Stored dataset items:
++++

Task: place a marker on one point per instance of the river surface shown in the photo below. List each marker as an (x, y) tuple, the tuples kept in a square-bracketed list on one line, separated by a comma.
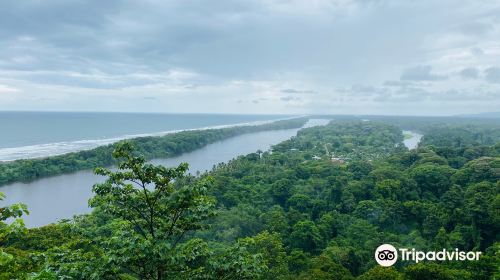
[(412, 143), (60, 197)]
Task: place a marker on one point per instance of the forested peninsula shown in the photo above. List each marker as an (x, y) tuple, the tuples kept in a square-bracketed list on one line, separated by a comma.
[(151, 147), (313, 207)]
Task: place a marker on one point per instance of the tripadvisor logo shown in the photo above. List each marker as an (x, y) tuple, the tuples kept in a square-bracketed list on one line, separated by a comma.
[(387, 255)]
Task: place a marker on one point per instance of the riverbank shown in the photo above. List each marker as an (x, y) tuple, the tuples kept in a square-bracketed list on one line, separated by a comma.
[(411, 139), (58, 197), (151, 147)]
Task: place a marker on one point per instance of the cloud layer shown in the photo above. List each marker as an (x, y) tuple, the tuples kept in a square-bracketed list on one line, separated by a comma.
[(274, 56)]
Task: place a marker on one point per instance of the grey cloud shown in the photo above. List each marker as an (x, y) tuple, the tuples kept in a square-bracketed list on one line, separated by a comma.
[(477, 51), (289, 98), (421, 73), (469, 73), (298, 91), (492, 74)]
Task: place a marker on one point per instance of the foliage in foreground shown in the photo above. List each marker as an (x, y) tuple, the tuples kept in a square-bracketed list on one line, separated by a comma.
[(297, 212)]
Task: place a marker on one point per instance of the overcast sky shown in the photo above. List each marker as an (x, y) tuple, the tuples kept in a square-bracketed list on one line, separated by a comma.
[(256, 56)]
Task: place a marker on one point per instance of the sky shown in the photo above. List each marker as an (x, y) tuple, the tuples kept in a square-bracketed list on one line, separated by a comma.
[(385, 57)]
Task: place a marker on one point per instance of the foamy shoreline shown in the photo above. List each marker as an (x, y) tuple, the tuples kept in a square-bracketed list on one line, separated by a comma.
[(60, 148)]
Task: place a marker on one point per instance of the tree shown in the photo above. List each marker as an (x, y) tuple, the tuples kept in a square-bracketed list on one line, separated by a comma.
[(12, 266), (153, 207), (381, 273)]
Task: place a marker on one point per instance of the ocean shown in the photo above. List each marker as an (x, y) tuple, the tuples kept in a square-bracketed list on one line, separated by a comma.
[(41, 134)]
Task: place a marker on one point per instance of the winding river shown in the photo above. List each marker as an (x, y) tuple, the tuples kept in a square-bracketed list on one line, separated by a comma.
[(60, 197), (412, 143)]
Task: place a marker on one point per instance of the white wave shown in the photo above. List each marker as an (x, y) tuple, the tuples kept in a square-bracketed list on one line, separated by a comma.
[(59, 148)]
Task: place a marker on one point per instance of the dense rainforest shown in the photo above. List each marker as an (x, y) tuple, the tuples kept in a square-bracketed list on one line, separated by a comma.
[(313, 207), (151, 147)]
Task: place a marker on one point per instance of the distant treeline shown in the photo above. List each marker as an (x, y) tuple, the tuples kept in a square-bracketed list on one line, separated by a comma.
[(151, 147)]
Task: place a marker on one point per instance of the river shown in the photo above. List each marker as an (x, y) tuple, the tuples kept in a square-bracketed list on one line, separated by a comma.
[(412, 143), (60, 197)]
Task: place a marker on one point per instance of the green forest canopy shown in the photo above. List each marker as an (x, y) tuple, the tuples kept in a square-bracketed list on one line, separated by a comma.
[(296, 212)]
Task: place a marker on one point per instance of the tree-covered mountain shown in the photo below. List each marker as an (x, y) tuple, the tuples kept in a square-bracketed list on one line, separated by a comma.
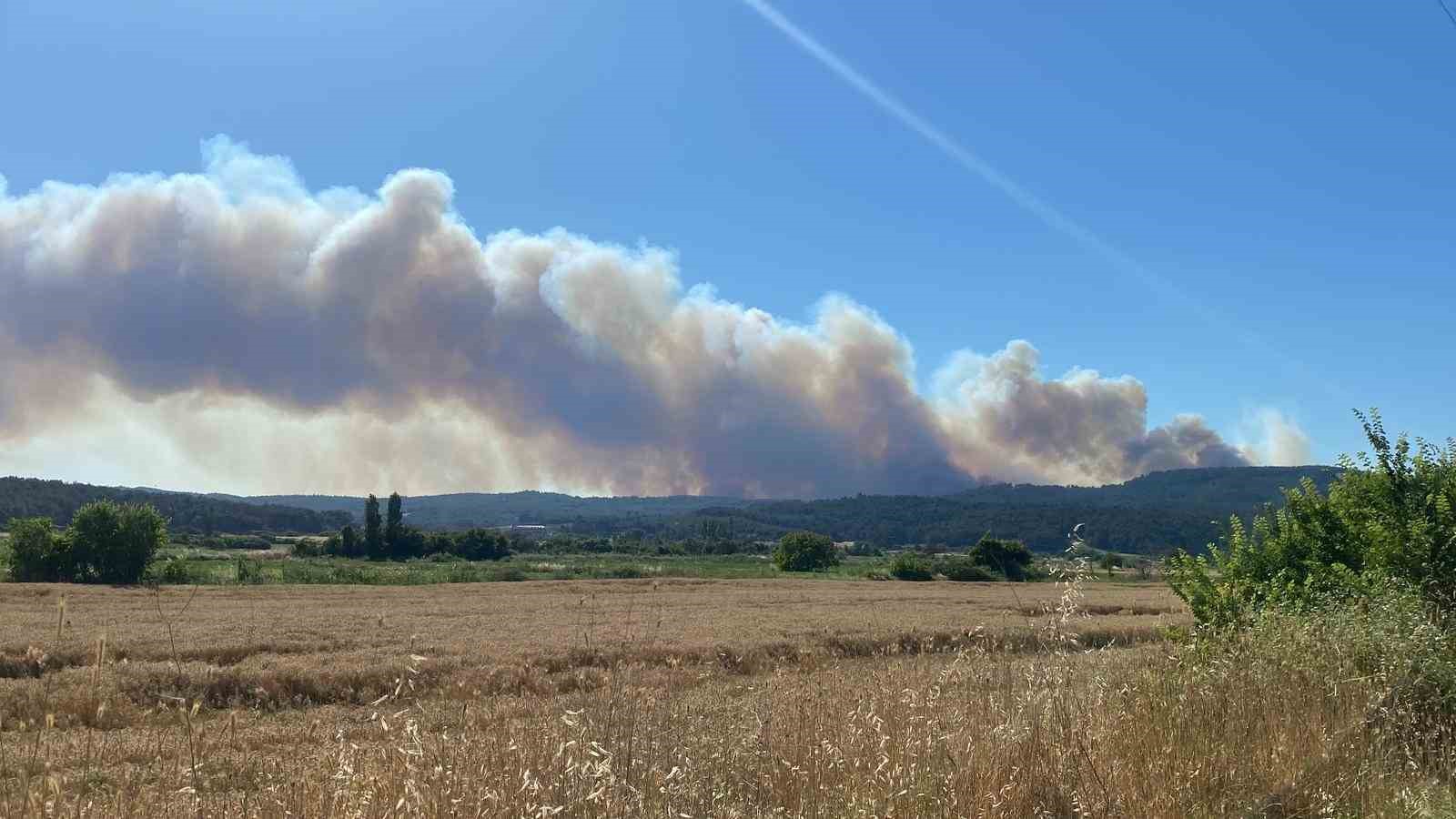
[(1152, 513), (465, 511), (33, 497)]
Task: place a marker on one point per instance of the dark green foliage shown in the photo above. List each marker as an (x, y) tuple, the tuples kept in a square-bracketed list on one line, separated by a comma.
[(373, 533), (232, 542), (349, 542), (475, 544), (33, 497), (106, 542), (38, 551), (805, 551), (965, 569), (910, 566), (482, 544), (1008, 559), (331, 545), (1150, 515), (171, 571), (1388, 516), (395, 528)]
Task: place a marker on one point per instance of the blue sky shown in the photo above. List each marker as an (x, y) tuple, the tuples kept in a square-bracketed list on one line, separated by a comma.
[(1288, 169)]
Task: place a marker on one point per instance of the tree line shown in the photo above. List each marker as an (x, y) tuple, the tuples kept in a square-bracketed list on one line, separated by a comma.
[(203, 515), (389, 538), (106, 542)]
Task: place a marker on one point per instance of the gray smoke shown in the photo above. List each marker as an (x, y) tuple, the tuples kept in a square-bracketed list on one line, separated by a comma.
[(244, 324)]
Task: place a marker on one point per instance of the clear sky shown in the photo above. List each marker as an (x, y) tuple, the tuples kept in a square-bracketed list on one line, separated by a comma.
[(1285, 171)]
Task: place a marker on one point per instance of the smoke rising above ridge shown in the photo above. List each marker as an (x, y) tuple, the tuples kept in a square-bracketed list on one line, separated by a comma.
[(235, 324)]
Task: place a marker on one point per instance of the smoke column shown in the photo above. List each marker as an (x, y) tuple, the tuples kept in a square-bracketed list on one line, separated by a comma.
[(235, 329)]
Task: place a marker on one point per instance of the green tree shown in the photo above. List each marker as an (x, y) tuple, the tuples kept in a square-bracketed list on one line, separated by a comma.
[(114, 542), (349, 541), (38, 551), (910, 566), (395, 528), (805, 551), (106, 542), (373, 537), (1009, 559), (1390, 515)]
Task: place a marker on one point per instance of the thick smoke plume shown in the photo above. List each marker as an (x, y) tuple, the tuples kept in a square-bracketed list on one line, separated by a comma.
[(239, 325)]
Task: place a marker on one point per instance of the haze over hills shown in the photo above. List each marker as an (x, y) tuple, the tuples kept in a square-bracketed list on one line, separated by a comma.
[(1154, 513), (1157, 511), (187, 511)]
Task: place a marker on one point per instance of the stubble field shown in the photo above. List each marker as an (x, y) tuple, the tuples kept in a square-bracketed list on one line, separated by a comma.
[(641, 698)]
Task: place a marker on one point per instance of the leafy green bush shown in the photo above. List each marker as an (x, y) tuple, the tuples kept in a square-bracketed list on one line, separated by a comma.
[(106, 542), (805, 551), (965, 570), (38, 551), (909, 566), (171, 571), (1390, 516), (1008, 559)]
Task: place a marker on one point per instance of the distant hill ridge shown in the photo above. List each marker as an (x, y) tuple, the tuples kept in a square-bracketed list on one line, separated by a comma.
[(1152, 513), (187, 511)]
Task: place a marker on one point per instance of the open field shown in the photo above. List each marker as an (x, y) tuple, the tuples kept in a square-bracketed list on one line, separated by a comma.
[(673, 698)]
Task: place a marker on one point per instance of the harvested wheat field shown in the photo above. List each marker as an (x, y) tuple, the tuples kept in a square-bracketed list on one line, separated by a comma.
[(673, 698)]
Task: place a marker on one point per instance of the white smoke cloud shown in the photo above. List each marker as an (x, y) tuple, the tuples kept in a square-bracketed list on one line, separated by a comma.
[(1274, 439), (255, 336)]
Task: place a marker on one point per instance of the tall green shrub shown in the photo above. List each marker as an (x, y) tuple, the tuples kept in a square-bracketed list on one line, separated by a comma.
[(805, 551), (38, 551), (106, 542), (1388, 516)]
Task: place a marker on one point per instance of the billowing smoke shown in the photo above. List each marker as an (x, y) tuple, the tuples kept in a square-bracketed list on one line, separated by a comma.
[(237, 324)]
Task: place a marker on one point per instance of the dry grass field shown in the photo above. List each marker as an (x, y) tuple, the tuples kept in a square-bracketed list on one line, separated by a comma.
[(673, 698)]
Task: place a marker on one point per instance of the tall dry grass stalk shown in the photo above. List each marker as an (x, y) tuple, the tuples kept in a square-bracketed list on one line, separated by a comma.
[(994, 724)]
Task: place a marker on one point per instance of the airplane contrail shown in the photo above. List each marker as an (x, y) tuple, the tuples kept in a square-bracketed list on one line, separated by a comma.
[(1030, 201)]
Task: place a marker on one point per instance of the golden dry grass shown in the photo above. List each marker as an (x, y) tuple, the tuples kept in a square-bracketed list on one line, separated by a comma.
[(618, 698)]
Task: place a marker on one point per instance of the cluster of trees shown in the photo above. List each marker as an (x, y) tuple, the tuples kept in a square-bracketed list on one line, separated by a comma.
[(389, 538), (106, 542), (990, 559), (1388, 519), (1150, 515), (57, 500)]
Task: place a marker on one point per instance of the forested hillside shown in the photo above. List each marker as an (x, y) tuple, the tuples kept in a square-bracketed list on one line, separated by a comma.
[(33, 497), (1154, 513), (463, 511)]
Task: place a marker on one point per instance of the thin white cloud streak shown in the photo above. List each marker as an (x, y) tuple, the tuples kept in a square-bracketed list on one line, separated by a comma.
[(1030, 201)]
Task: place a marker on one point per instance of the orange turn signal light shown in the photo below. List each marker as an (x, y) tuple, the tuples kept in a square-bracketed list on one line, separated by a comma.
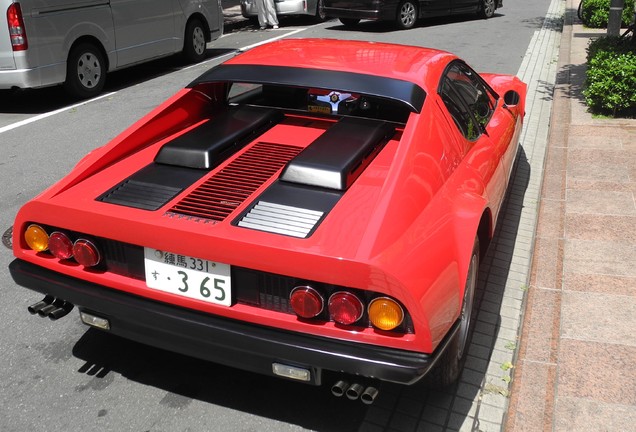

++++

**JOB:** Find each line in the entries above that contains the word "field", and copy every such line in full.

**TASK RESPONSE:**
Task: place a marker on one point per instance of the stubble field shown in the photo above. List each marker as an (x, y) tuple, the tuples kept in a square-bracketed list on one line, separated by a comma.
Task: place a marker on one point per instance of the open field shown in the photo above. List each marker as an (x, y) tuple, the tuples kept in a square-bracketed list on one line, separated by a comma.
Task: place a marker on one point per instance of the harvested wheat field shown in the photo above. List each marker as an (x, y) tuple, the tuples kept in a square-bracketed list on one line, separated by a comma.
Task: place a marker on one point per instance of the dry grass field shown in the photo above. List each marker as an (x, y) tuple, the tuples kept in a square-bracketed list on one line, separated by a comma.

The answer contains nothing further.